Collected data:
* * * * *
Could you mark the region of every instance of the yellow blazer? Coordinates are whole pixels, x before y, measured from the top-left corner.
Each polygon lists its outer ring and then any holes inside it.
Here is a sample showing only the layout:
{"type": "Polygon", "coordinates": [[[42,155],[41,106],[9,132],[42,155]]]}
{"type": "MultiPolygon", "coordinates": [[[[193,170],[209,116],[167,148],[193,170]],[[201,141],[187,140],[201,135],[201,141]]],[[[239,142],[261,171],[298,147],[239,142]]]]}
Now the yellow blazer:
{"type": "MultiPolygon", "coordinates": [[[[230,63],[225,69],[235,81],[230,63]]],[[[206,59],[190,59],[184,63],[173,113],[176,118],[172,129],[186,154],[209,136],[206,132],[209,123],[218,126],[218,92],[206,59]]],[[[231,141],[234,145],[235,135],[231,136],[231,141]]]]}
* * * * *
▶ _WORK ORDER_:
Your task is to repeat the entries exactly.

▶ _SOLUTION TO THE PROBLEM_:
Could you mark the region of every instance of the yellow blazer? Coordinates are whole pixels, x before y, measured from the top-left corner.
Each polygon lists its outer ring and then any holes inside it.
Here is a sample showing only the layout:
{"type": "Polygon", "coordinates": [[[42,155],[41,106],[9,132],[42,155]]]}
{"type": "MultiPolygon", "coordinates": [[[[193,170],[209,116],[167,148],[193,170]],[[201,141],[187,140],[201,135],[201,141]]],[[[239,142],[261,171],[298,147],[239,142]]]]}
Now the yellow blazer:
{"type": "MultiPolygon", "coordinates": [[[[230,63],[225,69],[235,81],[230,63]]],[[[206,59],[190,59],[184,63],[173,113],[176,118],[172,129],[186,154],[209,136],[206,132],[209,123],[218,126],[218,92],[206,59]]],[[[231,141],[234,145],[235,135],[231,136],[231,141]]]]}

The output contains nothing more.